Set down each record exactly as written.

● ● ● ●

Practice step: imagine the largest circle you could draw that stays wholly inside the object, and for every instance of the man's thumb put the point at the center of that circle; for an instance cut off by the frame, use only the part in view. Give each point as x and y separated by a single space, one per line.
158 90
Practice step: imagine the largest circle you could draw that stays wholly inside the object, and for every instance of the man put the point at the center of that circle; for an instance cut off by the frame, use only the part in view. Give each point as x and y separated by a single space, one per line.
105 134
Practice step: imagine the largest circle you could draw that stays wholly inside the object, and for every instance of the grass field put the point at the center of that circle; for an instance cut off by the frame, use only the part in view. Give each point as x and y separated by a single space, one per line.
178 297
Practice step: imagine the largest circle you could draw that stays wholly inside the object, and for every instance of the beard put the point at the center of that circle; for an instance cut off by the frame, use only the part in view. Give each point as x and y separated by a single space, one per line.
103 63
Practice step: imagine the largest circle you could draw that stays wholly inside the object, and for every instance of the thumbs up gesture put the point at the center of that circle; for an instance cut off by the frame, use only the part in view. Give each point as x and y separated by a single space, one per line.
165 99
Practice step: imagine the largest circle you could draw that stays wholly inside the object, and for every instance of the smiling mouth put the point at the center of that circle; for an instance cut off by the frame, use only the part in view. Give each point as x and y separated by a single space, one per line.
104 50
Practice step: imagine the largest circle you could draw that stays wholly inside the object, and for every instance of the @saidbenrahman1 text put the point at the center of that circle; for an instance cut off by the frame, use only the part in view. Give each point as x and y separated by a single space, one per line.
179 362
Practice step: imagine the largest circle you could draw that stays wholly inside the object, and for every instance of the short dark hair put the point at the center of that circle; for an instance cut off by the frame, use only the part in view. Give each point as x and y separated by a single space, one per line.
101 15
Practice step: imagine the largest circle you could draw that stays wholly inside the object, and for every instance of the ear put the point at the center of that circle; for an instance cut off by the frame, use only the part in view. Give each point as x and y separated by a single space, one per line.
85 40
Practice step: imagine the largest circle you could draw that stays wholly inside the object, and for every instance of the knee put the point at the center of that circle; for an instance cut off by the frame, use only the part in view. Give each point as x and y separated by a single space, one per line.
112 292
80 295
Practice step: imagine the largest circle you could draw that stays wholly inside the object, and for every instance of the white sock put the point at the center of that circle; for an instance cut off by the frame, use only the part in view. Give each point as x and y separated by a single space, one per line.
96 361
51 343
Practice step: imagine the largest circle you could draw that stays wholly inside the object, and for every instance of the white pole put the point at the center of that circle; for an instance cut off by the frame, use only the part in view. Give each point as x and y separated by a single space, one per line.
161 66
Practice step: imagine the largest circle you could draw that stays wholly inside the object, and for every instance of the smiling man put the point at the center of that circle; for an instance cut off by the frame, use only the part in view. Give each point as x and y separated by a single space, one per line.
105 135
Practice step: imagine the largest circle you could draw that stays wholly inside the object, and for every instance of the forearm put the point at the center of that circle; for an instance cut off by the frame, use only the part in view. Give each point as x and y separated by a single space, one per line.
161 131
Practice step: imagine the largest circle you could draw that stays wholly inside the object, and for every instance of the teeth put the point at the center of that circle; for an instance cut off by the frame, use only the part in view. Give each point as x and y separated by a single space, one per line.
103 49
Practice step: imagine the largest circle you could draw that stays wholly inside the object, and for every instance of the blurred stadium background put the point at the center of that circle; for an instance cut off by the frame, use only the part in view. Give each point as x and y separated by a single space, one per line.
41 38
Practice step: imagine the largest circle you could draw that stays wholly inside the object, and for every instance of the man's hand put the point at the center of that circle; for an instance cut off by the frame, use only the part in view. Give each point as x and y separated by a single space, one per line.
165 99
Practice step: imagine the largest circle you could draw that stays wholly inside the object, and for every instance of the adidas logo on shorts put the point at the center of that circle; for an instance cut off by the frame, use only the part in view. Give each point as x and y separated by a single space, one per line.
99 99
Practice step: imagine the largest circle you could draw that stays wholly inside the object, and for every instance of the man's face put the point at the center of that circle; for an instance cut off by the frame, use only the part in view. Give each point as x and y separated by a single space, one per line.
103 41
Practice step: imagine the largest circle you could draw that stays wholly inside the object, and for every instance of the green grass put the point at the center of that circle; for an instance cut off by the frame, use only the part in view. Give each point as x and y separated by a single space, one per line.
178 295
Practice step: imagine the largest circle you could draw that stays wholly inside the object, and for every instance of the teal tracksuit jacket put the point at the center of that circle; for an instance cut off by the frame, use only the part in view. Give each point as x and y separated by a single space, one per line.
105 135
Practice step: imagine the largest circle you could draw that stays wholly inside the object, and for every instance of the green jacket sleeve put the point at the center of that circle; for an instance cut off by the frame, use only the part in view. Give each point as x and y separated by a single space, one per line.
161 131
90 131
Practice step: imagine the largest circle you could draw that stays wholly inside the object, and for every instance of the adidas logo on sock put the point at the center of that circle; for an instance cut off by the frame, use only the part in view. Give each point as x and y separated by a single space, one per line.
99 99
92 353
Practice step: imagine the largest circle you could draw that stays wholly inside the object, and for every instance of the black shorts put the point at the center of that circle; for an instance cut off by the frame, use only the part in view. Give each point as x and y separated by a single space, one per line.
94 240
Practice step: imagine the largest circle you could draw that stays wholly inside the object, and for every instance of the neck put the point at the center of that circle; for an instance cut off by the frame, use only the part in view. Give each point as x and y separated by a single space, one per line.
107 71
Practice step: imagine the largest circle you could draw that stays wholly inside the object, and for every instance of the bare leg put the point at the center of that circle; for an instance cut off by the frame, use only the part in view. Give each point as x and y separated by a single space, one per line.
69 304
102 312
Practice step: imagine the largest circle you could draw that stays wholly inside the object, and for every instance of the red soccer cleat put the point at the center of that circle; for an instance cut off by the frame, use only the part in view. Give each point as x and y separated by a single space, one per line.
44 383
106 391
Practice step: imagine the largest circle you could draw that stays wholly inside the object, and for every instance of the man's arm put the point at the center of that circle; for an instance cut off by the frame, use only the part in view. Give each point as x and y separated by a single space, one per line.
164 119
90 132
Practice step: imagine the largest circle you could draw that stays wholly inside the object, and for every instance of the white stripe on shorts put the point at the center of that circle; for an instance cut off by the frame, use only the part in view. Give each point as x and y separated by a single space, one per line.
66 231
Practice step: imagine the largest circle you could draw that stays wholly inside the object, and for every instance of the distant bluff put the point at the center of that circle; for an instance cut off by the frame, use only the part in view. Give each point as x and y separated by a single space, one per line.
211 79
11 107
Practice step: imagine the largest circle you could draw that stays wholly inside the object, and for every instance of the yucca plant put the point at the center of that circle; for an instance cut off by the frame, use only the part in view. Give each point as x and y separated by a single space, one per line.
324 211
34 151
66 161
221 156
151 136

● ● ● ●

**Reply to the exercise**
Practice step: imagine the largest circle you could draw that stays wholly inside the object, and for every instance of the man's thumb put the point at the center of that circle; for an instance cut off by the frame, use only the part in view. Give each point as x and y separated by a single space, one per line.
158 90
Practice step: imagine the largest circle you could draw that stays wholly inside the object, and for every instance of the man put the point at the center of that circle; for an instance cut off by the frame, use only the part in view. Give each point as x and y separated by a single space, one per line.
105 134
Practice step: imagine the largest circle you could draw that stays wholly inside the object, and for every instance of the grass field put the point at the center of that circle; for an instance cut off by the frame, use only the part in view. Give each point as x and y separated by a single space, one per line.
178 297
Practice step: imagine the largest circle you could draw that stays wholly inside the object, and for every instance of the beard put the point at the center of that circle; for an instance cut off by the frame, use only the part in view. Give each point as x and y separated by a single space, one per line.
103 63
Practice step: imagine the largest circle you could draw that stays wholly inside the object, and for every instance of the thumbs up gesture put the point at the center of that circle; for an instance cut off by the frame, use only the part in view. Give each point as x and y separated by a single space, one per line.
165 99
Practice step: imagine the largest circle you could draw that stays wholly inside the object, and for every instance of the smiling mouth put the point at the center of that circle; for an instance cut off by the frame, use only the part in view. Give each point as x and y separated by a single space, one per line.
104 50
Practice step: imagine the largest circle you could draw that stays wholly inside the object, and for every instance of the @saidbenrahman1 text put the point at the center of that circle; for an instance cut off by the frame, use only the part in view. Give each point as x and y separated by a single space, one per line.
179 362
Practice step: imagine the largest circle you could draw that stays wholly inside the object, and for every instance of the short dark hair put the point at the center of that circle; for an instance cut off by the frame, use only the part in view. Give each point as x and y separated by a single space, one per line.
101 15
Practice step: imagine the largest circle you could draw that stays wholly inside the object, and for every instance of the ear put the point at the center of that circle; for an instance cut off by the frame, use only the part in view. Give each point as x and y separated by a single space, one per line.
85 40
Practice step: imagine the largest circle you could draw that stays wholly inside the object, and for every instance of the knee put the point at the center of that circle; for an instance cut off by the frame, use only the part in view. Give each point as x and y separated by a single space, one per line.
112 292
80 295
Practice step: imagine the largest circle you could draw that stays wholly inside the object, and for every instance of the white sock put the point at the center of that circle; for an instance cut off by the frame, use only the part in view. Give each point as x and y separated by a single space, one per line.
96 361
51 343
Practice step: imagine the largest circle you could draw that stays wholly inside the object, and for every instance of the white pole put the point at the center of that circle; for an instance cut off by the frame, use only the part in view. Give each point as x and y separated by a single space, one per line.
161 66
Practice step: imagine the largest circle you could draw that stays wholly inside the object, and for every instance of the smiling man put the point at the center of that circle; for an instance cut off by the frame, use only the part in view. Give each point as x and y separated by a single space, one per line.
105 135
Practice step: imagine the largest circle you could draw that stays wholly inside the object, and for every instance of the forearm put the point at the center of that circle; for an instance cut off by the frame, use only the part in view. Give each point as x and y separated by a single space, one per line.
161 131
Practice step: imagine the largest circle you could draw that stays wholly inside the object, and for every instance of the teeth put the point at the center of that circle; for an instance cut off by the frame, use only the part in view. Give each point as x and y separated by a single space, one per line.
103 49
Practice step: imagine the largest circle you could draw that stays wholly inside the object, and for every instance of the blurred stadium background put the point at the center of that circle; for an instance cut off by the frame, use only the part in view. Give each point as x and y separated by a single space, one per line.
41 38
Practice step: imagine the largest circle you could draw that stays wholly inside the object, and for every instance of the man's hand put the point at the center of that circle; for an instance cut off by the frame, use only the part in view. Give each point as x and y separated by a single space, one per line.
165 99
Practice step: imagine the largest circle you could draw that stays wholly inside the object, and for every instance of the adidas logo on shorts put the point at the center of that circle; for an instance cut off by the frame, use only the part in view. Give each point as x and y separated by a single space, one per line.
99 99
Practice step: imagine the largest circle you could draw that stays wholly inside the object, and for every instance of the man's face put the point at the center of that circle; for an instance cut off by the frame, use only the part in view. Give each point as x and y separated by a single space, one per line.
103 41
Practice step: imagine the largest circle you could draw that stays wholly inside the object, and for every instance of the green grass put the point at the center of that circle; for an instance cut off by the frame, use only the part in view. Give each point as x and y separated by a single space, one per line.
178 295
Practice step: imagine the largest circle you could draw that stays wholly inside the object, and for every instance of the teal tracksuit jacket put the point at the center of that circle; for an instance cut off by the frame, use only the part in view. Give each point as x and y separated by a single space, one per line.
105 135
Practice step: imagine the largest circle you could draw that stays wholly inside the object, and for every instance of the green jacket sleeve put the point at the center of that circle; for an instance cut off by the frame, use only the part in view. Give each point as x and y separated by a single space, one per line.
161 131
90 131
Practice step: imagine the largest circle you could draw that stays wholly inside the object, and for every instance of the adidas logo on sock put the point at the center of that circle; for an instance cut off by the frame, use only the part in view. Give each point as x and y separated by a single space, one per line.
99 99
92 353
Practice step: imagine the largest circle you could draw that stays wholly inside the object, and for every instance of the black shorts put the point at the center of that circle; for an instance cut off by the frame, use only the part in view. Give each point as x and y separated by a single space, one per line.
94 240
Practice step: imagine the largest circle you could draw that stays wholly inside the object, and for every instance of the neck put the point at the center of that circle; for an instance cut off by the frame, use only the part in view. Give each point as x and y separated by a single space, one per line.
107 71
Practice step: imagine the largest circle you could draw that stays wholly inside the object, and for every instance of the bare leg put the point at the center of that circle; for an instance cut off by the frame, use only the part in view. Give each point as x and y separated by a single space, one per line.
69 304
102 312
Practice step: imagine the largest circle you could draw that stays wholly inside the object, and for every instance of the red soccer cleat put the point at the center of that circle; for an instance cut off by the frame, use only the part in view. Give each point as x and y separated by a single space, one per line.
44 383
106 391
Practice step: imagine the largest circle you could draw that stays wholly inside the object, and for every instance of the man's arm put the point at the center of that circle; for an instance cut off by the frame, use only the part in view. Give each point as x and y separated by a single space, one per line.
164 119
90 132
Practice step: imagine the largest circle you could draw that stays wholly inside the object, and for every instance of the white stripe on shorts put the point at the center of that circle; for an instance cut off by the frame, use only the part in view. Give each point as x and y separated by a single space, one per line.
66 231
Practice step: imagine the largest circle you could draw that stays wholly inside the object, and for every instance of the distant bluff put the point at the center of that circle; for an instance cut off by the frame, use only the part in view. Give each point as x and y separated by a single space, one per line.
211 79
11 107
Practice step: imagine the largest circle you could draw that stays wholly inside the object, and for every instance of the yucca plant put the point at the center of that circle; for an instance cut off by the frame, use only the part in view. Give each point as x and y separated by a single space, one per line.
324 211
34 151
66 161
221 156
151 136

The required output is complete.